● TASK DIRECTIONS
For each line in the data below that holds "positive", return a copy.
··· AVAILABLE DATA
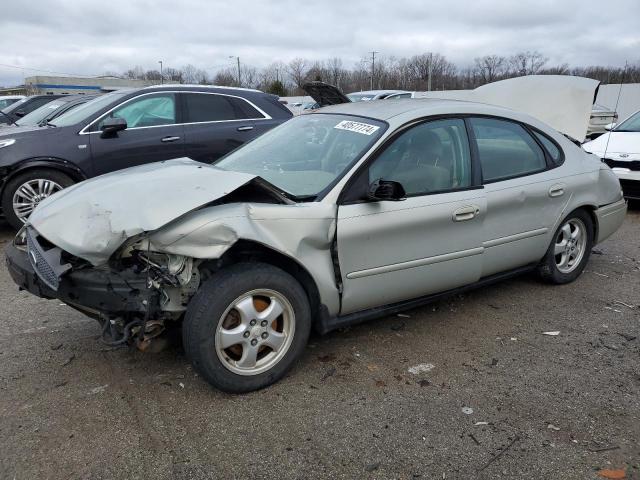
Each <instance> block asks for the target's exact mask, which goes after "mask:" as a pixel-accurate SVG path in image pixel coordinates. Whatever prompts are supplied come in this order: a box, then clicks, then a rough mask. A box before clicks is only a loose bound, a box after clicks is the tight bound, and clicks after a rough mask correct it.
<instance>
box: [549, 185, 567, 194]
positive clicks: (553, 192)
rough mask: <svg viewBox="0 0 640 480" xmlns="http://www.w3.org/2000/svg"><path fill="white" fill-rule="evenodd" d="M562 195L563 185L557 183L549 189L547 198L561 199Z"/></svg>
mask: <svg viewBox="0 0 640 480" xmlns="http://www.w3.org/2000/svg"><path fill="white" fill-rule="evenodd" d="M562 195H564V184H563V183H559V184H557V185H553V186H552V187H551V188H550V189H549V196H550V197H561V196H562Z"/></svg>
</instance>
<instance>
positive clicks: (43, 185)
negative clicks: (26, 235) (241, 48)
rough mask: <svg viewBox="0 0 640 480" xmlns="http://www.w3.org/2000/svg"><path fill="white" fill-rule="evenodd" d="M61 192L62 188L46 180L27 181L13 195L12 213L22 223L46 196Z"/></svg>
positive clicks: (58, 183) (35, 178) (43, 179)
······
··· AVAILABLE DATA
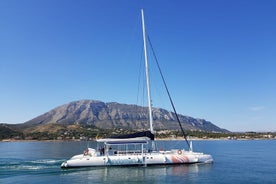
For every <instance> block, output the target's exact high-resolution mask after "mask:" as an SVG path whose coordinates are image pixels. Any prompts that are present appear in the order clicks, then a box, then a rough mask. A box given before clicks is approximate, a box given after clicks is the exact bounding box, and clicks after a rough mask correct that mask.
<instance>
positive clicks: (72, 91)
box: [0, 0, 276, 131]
······
··· AVAILABLE DATA
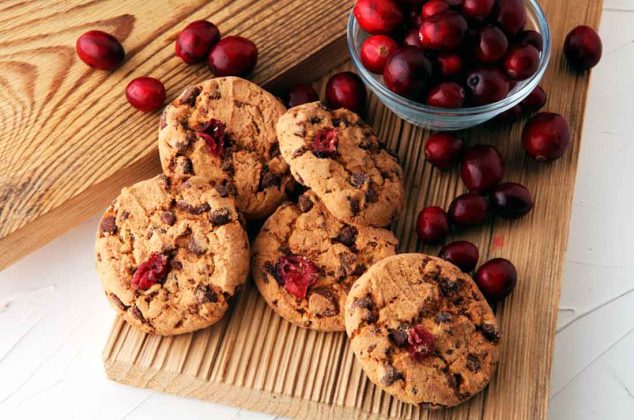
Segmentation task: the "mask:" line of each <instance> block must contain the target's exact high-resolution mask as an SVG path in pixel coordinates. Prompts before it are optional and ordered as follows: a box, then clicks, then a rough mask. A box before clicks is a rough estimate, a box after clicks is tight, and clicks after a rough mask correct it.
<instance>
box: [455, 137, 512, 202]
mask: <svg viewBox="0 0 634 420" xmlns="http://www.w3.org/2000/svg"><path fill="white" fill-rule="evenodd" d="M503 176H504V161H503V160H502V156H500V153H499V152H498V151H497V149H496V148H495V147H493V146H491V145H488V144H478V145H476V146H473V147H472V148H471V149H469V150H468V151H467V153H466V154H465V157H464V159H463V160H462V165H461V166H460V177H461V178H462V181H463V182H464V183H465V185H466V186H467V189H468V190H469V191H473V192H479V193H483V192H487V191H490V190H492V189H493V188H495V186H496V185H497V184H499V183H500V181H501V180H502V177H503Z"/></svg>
······
● TASK SOLUTION
positive clicks: (553, 192)
positive clicks: (43, 185)
positive clicks: (58, 183) (35, 178) (43, 179)
positive clicks: (72, 91)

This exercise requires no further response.